Considering a graph formed by $4$ verticles connected between them (like it's a circle). Having available $3$ distinct colors, in how many ways is it possible to color the verticles of the graph giving different colors to adjacent verticles?
So $v_1$ is connected to $v_2$ and $v_4$; and $v_3$ is connect to $v_2$ and $v_4$.
My textbook says that the possible ways are $18$ but I don't understand why. Aren't they $$ 3\cdot 2\cdot 2\cdot1 = 12? $$
On
Your equation is wrong, I assume you were thinking that $v_1$ can be coloured $3$ different ways then for the neighbouring vertices ($v_2$ and $v_4$) you could pick from $2$ different colours, hence the multiplication by $2\cdot 2$ and if you picked different colours for these vertices you will only have $1$ colour left for the last vertice $v_3$.

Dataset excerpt
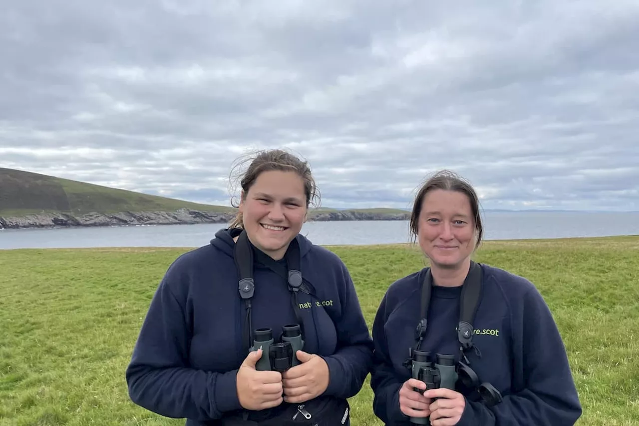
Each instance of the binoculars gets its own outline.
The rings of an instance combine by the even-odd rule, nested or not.
[[[300,363],[295,354],[304,347],[299,324],[293,324],[282,327],[281,342],[275,342],[270,328],[258,328],[255,331],[251,351],[261,347],[262,356],[255,365],[259,371],[277,371],[282,373]]]
[[[422,351],[413,351],[411,360],[411,375],[426,384],[426,390],[446,388],[454,390],[458,374],[455,367],[455,357],[452,355],[437,354],[435,361],[430,359],[430,354]],[[424,391],[413,388],[423,394]],[[430,425],[427,417],[411,417],[410,421],[417,425]]]

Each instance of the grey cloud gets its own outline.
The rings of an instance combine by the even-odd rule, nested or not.
[[[238,154],[286,146],[328,207],[406,208],[452,168],[485,208],[636,209],[638,20],[633,0],[13,2],[0,166],[226,200]]]

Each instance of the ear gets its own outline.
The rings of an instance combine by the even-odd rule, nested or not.
[[[244,212],[244,191],[242,191],[240,194],[240,205],[238,206],[238,210],[240,210],[240,213],[243,214]]]

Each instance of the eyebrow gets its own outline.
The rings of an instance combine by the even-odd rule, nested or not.
[[[427,210],[427,211],[424,212],[424,214],[426,214],[426,215],[427,215],[427,216],[431,216],[431,215],[433,215],[433,214],[438,214],[438,215],[441,216],[442,212],[433,211],[433,210]],[[468,215],[466,215],[466,214],[454,214],[452,216],[452,217],[465,217],[465,217],[470,217],[470,216],[469,216]]]
[[[269,195],[268,194],[265,194],[264,193],[256,193],[254,196],[259,197],[259,198],[273,198],[272,196]],[[302,200],[300,200],[299,198],[296,198],[296,197],[289,197],[288,198],[285,198],[284,201],[285,203],[286,202],[288,202],[288,201],[295,201],[296,203],[301,203],[302,202]]]

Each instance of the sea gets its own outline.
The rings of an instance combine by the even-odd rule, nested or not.
[[[639,212],[486,212],[484,239],[535,239],[639,235]],[[5,229],[0,249],[105,247],[199,247],[226,224]],[[308,222],[302,233],[320,245],[411,241],[408,221]]]

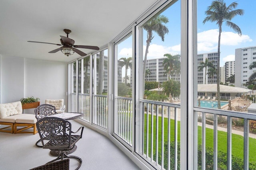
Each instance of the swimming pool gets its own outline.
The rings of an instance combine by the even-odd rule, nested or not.
[[[220,102],[220,107],[226,104],[228,104],[228,102]],[[200,101],[200,105],[202,107],[213,108],[218,109],[218,101],[207,101],[201,100]],[[198,101],[197,101],[197,106],[198,106]],[[213,107],[212,107],[213,106]]]

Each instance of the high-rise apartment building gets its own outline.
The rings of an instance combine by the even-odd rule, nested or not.
[[[214,66],[215,68],[217,68],[218,53],[212,52],[209,53],[205,53],[203,54],[199,54],[197,55],[197,66],[201,65],[201,63],[205,62],[206,59],[208,59],[209,62],[212,63]],[[202,70],[199,70],[198,68],[197,70],[197,82],[198,84],[215,84],[217,83],[217,75],[216,74],[212,76],[210,74],[207,74],[206,71],[206,83],[204,82],[205,76],[205,69],[206,68],[204,68]],[[207,69],[208,69],[207,67]]]
[[[235,74],[235,61],[227,61],[225,63],[225,82],[227,78]]]
[[[225,67],[220,67],[220,82],[225,83]]]
[[[249,77],[256,72],[256,68],[249,69],[250,65],[256,62],[256,46],[236,49],[235,86],[244,87]]]
[[[163,61],[166,58],[163,57],[147,60],[146,69],[148,73],[145,76],[145,81],[159,82],[162,84],[168,80],[168,74],[163,65]],[[180,60],[180,57],[178,59]],[[180,73],[172,72],[172,75],[169,76],[171,79],[178,82],[180,81]]]

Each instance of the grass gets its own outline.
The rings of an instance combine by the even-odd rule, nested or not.
[[[145,115],[145,121],[146,122],[147,117],[146,115]],[[149,115],[148,121],[149,121],[149,126],[148,126],[148,154],[149,156],[151,156],[151,147],[152,145],[151,143],[151,119],[152,115]],[[156,153],[156,134],[157,129],[156,129],[156,117],[155,115],[153,116],[153,154],[154,155]],[[167,141],[167,131],[168,129],[168,119],[167,118],[164,118],[164,142]],[[170,120],[170,129],[171,129],[171,141],[174,141],[174,120],[173,119]],[[162,124],[162,117],[159,117],[158,120],[158,152],[161,152],[161,141],[162,141],[162,127],[161,126]],[[178,122],[178,140],[180,141],[180,121]],[[144,125],[144,153],[146,154],[146,124]],[[202,142],[202,136],[201,135],[202,132],[202,127],[198,126],[198,144],[201,144]],[[213,129],[209,128],[206,128],[206,146],[208,146],[212,148],[213,148]],[[221,150],[223,152],[226,153],[227,152],[227,133],[222,131],[218,131],[218,150]],[[232,134],[232,154],[242,159],[243,159],[243,151],[244,151],[244,137],[240,135]],[[256,149],[254,149],[254,146],[256,144],[256,139],[249,138],[249,158],[250,162],[255,162],[256,160]],[[154,158],[154,159],[155,158]]]

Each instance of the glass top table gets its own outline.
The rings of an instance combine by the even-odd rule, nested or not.
[[[62,113],[57,113],[54,115],[51,115],[48,116],[48,117],[58,117],[64,119],[68,120],[73,120],[76,119],[80,118],[84,116],[84,114],[82,113],[79,112],[68,112],[63,113],[62,115]],[[65,151],[65,152],[66,154],[69,154],[72,153],[76,150],[77,147],[75,145],[73,149],[70,150]],[[59,150],[51,150],[50,151],[50,154],[52,156],[58,156],[59,155],[60,151]]]
[[[79,112],[64,112],[62,113],[57,113],[48,116],[48,117],[55,117],[63,119],[65,120],[73,120],[83,117],[84,113]]]

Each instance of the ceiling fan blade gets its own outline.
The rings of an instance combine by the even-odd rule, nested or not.
[[[68,37],[64,37],[64,36],[60,35],[61,39],[63,41],[64,44],[73,45],[75,43],[75,41],[73,39],[68,38]]]
[[[58,49],[55,49],[55,50],[53,50],[52,51],[51,51],[49,52],[48,53],[55,53],[56,52],[58,52],[60,50],[60,48],[59,48]]]
[[[54,44],[53,43],[44,43],[44,42],[32,41],[28,41],[28,42],[29,42],[30,43],[43,43],[44,44],[53,44],[54,45],[62,45],[61,44]]]
[[[100,49],[100,48],[97,46],[90,46],[90,45],[73,45],[73,46],[74,47],[81,48],[82,49],[91,49],[92,50],[98,50]]]
[[[85,56],[87,55],[85,53],[82,51],[80,51],[80,50],[78,50],[77,49],[74,48],[73,48],[73,50],[81,56]]]

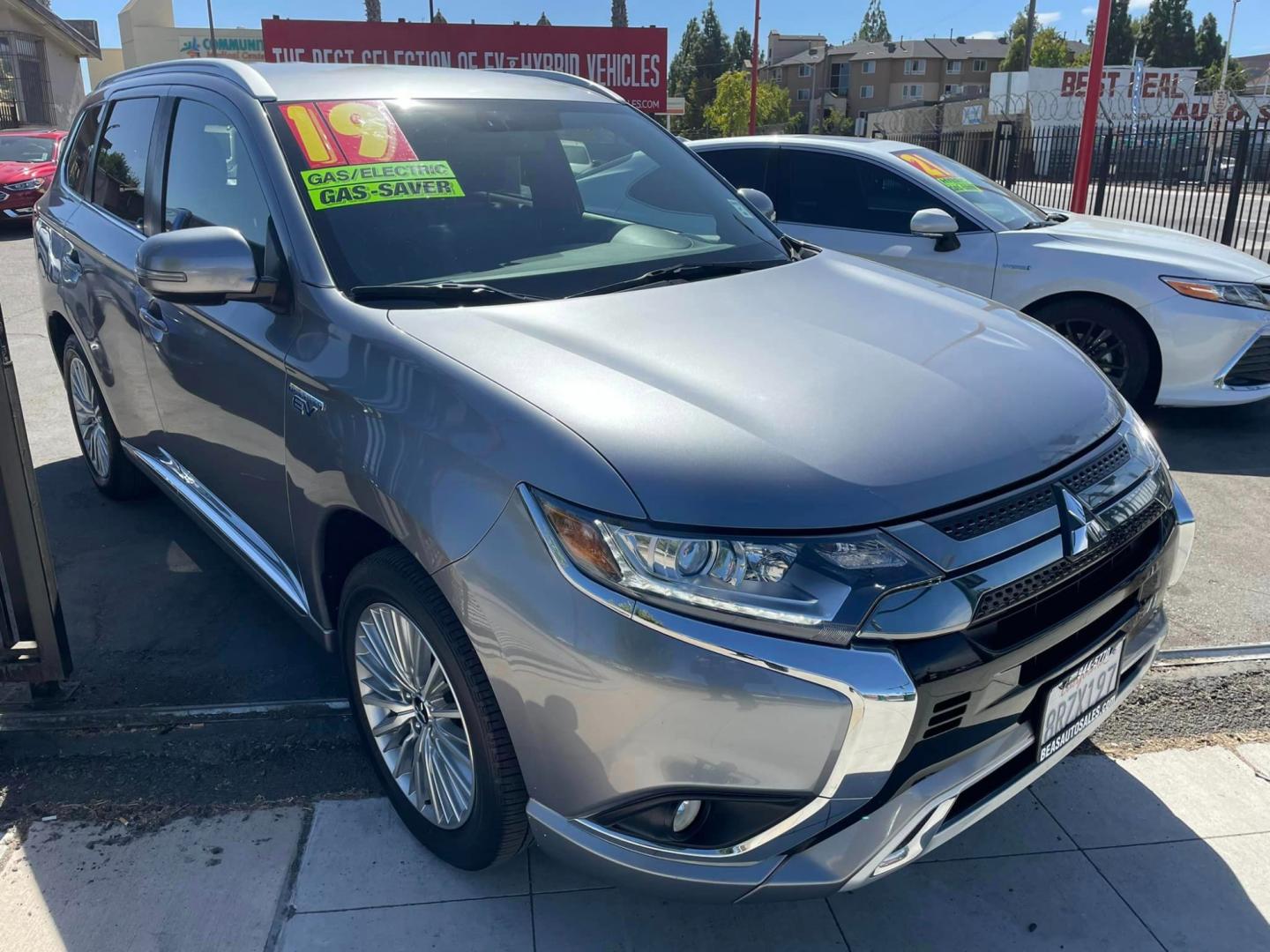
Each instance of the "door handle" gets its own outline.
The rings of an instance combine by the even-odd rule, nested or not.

**DIRECTIVE 1**
From the graph-coloring thread, reproduce the passage between "Considering a graph" and "to $v_2$ and $v_4$.", inclusive, switching "verticles" to "vertices".
**DIRECTIVE 2**
In the graph-coloring thread, how many colorings does the textbook give as the answer?
**DIRECTIVE 3**
Extend the graph-coloring thread, starting after its last sentence.

**TASK ANSWER 1**
Considering a graph formed by $4$ vertices connected between them (like it's a circle). Having available $3$ distinct colors, in how many ways is it possible to color the vertices of the graph giving different colors to adjacent vertices?
So $v_1$ is connected to $v_2$ and $v_4$; and $v_3$ is connect to $v_2$ and $v_4$.

**TASK ANSWER 2**
18

**TASK ANSWER 3**
You could correct this in the following way:
Colour the first vertice some colour, you have $3$ choices and then you have to look at two cases
1) The neighbouring vertices has the same colour then you could pick this colour from the remaining $2$ colours and you have $2$ colours left for the last vertices (the colour of the first one or the one you did not choose for the second and the third). This gives a total of $2\cdot 2=4$ different colourings in this case
2) The neighbouring vertices are coloured differently, this can be done in two ways and in this case you have no choice for the last vertice giving only $2$ different possibilities
That is you have
$$ 3\cdot(4+2)=18 $$
ways to colour the graph according to the condition.
Colour in two opposite vertices first.
This gives $3×4+6=18$ ways.